Task instructions – In the records that follow, show each line where the word "plank" is present.

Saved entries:
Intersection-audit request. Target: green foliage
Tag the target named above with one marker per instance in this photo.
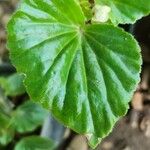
(126, 11)
(28, 117)
(13, 85)
(6, 131)
(35, 143)
(85, 74)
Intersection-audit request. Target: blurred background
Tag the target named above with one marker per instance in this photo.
(21, 125)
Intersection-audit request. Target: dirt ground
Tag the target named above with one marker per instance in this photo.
(132, 132)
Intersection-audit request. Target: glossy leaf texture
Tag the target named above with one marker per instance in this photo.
(13, 85)
(35, 143)
(84, 74)
(126, 11)
(28, 117)
(6, 131)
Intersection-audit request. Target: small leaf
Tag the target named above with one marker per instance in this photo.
(84, 74)
(35, 143)
(13, 85)
(28, 117)
(6, 131)
(126, 11)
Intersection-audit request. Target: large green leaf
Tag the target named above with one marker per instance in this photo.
(13, 85)
(35, 143)
(28, 117)
(126, 11)
(84, 74)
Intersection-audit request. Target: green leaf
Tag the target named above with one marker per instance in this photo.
(35, 143)
(126, 11)
(6, 131)
(86, 8)
(84, 74)
(13, 85)
(28, 117)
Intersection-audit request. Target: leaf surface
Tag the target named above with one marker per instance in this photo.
(13, 85)
(126, 11)
(6, 131)
(84, 74)
(28, 117)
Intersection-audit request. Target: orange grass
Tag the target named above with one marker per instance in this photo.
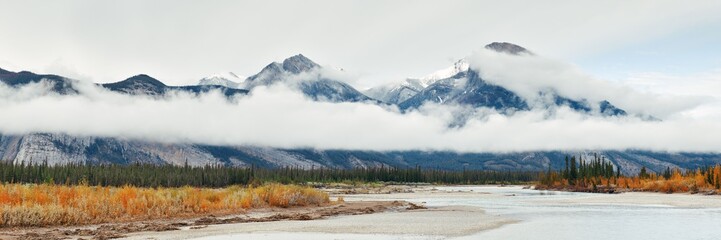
(691, 182)
(46, 204)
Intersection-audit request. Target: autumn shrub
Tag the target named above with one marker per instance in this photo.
(46, 204)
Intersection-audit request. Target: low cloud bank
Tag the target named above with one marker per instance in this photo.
(281, 117)
(529, 74)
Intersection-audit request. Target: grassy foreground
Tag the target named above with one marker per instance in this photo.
(49, 204)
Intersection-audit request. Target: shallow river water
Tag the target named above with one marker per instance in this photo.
(552, 215)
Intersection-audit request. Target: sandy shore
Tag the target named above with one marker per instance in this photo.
(395, 213)
(444, 221)
(164, 227)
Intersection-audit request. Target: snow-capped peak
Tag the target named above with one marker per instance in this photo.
(458, 67)
(228, 79)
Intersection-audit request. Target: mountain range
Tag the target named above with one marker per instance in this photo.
(457, 85)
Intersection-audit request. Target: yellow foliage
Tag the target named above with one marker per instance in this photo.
(43, 205)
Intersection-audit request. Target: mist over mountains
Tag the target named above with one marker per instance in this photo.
(501, 108)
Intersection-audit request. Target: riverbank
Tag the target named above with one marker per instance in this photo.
(197, 224)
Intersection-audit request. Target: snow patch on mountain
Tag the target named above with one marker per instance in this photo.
(228, 79)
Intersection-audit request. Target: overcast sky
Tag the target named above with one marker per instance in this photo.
(180, 42)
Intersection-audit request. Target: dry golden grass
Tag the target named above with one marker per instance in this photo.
(678, 183)
(44, 205)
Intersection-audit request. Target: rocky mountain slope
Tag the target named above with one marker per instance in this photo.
(456, 85)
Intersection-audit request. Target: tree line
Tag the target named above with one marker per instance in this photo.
(599, 175)
(150, 175)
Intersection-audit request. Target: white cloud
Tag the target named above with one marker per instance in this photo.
(528, 74)
(280, 117)
(385, 40)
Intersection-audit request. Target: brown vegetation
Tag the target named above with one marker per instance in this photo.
(48, 204)
(704, 180)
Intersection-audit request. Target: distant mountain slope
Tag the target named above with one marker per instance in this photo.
(229, 80)
(467, 87)
(298, 71)
(60, 84)
(145, 85)
(396, 93)
(63, 149)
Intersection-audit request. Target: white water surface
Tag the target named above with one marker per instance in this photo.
(549, 215)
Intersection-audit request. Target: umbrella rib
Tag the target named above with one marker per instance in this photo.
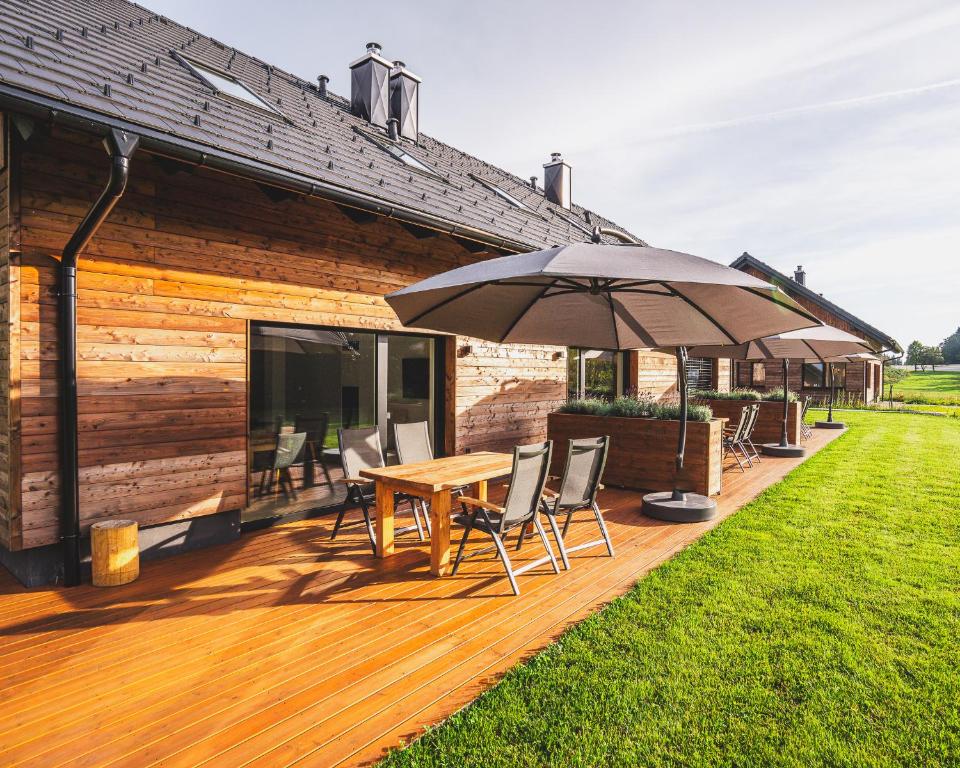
(417, 318)
(702, 312)
(613, 318)
(816, 354)
(526, 309)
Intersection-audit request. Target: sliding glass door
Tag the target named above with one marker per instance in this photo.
(308, 382)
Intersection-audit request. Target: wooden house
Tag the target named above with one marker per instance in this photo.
(860, 381)
(235, 291)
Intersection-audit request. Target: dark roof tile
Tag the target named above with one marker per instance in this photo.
(315, 137)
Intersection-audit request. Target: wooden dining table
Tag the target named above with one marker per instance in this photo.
(434, 482)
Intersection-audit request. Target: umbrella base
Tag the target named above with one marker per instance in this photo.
(783, 451)
(692, 508)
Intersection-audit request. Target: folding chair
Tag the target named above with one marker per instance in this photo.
(360, 449)
(289, 447)
(579, 485)
(522, 505)
(734, 439)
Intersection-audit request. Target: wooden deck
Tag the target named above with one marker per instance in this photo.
(287, 648)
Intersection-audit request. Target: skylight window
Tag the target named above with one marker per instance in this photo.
(407, 159)
(229, 86)
(502, 194)
(400, 154)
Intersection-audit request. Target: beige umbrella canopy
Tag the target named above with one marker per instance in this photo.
(599, 296)
(822, 343)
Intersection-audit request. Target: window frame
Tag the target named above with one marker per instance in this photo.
(578, 392)
(821, 367)
(396, 150)
(502, 193)
(198, 70)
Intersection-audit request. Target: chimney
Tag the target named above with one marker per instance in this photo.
(556, 181)
(405, 100)
(368, 86)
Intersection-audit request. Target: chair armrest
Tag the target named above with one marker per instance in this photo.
(472, 502)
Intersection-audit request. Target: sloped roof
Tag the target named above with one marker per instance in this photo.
(791, 286)
(120, 61)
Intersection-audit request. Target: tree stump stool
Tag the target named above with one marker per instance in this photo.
(115, 552)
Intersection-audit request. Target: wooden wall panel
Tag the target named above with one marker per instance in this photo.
(656, 375)
(8, 534)
(165, 293)
(504, 393)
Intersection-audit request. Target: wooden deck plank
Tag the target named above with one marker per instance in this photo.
(287, 648)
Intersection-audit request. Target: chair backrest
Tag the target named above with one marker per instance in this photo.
(315, 427)
(530, 466)
(586, 458)
(741, 428)
(360, 449)
(412, 441)
(289, 446)
(751, 422)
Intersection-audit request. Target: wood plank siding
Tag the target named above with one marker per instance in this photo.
(9, 528)
(166, 291)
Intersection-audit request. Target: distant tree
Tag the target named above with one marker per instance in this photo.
(951, 347)
(915, 355)
(933, 356)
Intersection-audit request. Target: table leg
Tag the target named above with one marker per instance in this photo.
(479, 490)
(440, 533)
(384, 515)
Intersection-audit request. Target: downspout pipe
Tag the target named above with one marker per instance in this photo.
(120, 145)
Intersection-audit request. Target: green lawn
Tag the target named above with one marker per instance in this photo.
(931, 387)
(818, 626)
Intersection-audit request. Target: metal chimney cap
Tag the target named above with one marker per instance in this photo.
(400, 70)
(373, 52)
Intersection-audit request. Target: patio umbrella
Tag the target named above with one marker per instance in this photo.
(859, 357)
(818, 344)
(600, 296)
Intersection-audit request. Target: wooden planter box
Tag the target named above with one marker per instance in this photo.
(643, 451)
(768, 425)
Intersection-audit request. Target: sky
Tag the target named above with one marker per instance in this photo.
(817, 133)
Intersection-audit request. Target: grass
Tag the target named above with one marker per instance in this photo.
(929, 388)
(818, 626)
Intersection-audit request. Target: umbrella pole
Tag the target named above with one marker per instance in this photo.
(830, 423)
(682, 434)
(784, 449)
(678, 506)
(830, 384)
(784, 440)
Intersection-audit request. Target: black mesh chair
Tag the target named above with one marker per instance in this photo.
(360, 449)
(733, 440)
(412, 441)
(746, 440)
(579, 486)
(286, 454)
(521, 508)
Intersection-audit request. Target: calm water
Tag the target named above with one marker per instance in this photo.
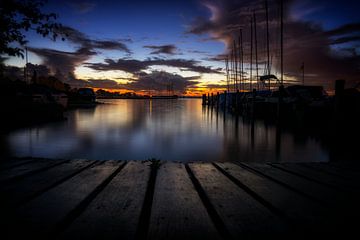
(175, 130)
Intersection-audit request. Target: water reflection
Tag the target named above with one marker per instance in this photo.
(178, 130)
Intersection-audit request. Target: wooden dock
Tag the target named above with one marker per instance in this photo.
(83, 199)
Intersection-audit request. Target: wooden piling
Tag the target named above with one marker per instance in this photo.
(204, 99)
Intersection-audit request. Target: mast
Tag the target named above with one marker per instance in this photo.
(236, 67)
(267, 40)
(256, 56)
(26, 64)
(241, 56)
(303, 68)
(282, 40)
(251, 50)
(227, 73)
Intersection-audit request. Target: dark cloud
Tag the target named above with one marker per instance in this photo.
(347, 39)
(82, 6)
(136, 66)
(84, 41)
(345, 29)
(66, 62)
(161, 82)
(304, 41)
(163, 49)
(63, 61)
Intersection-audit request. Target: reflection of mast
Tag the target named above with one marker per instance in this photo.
(26, 65)
(282, 40)
(267, 40)
(236, 66)
(251, 50)
(227, 73)
(256, 56)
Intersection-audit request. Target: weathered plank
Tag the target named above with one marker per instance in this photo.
(302, 211)
(14, 193)
(316, 176)
(177, 211)
(312, 190)
(348, 174)
(239, 211)
(6, 164)
(28, 169)
(41, 216)
(114, 213)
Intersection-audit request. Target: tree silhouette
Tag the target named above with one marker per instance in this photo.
(20, 16)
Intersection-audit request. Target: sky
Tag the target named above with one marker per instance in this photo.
(146, 46)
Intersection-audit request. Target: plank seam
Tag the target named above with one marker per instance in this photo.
(145, 214)
(325, 171)
(278, 182)
(80, 208)
(17, 178)
(213, 214)
(306, 177)
(38, 193)
(252, 193)
(24, 162)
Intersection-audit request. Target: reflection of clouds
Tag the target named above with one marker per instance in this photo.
(167, 129)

Exercise answer –
Intersection-audit request. Target: wooden deck plank
Intersection-audit request. Target: wood plank siding
Intersection-audit request. Target: weathered plank
Intersection-audit request. Target: plank seam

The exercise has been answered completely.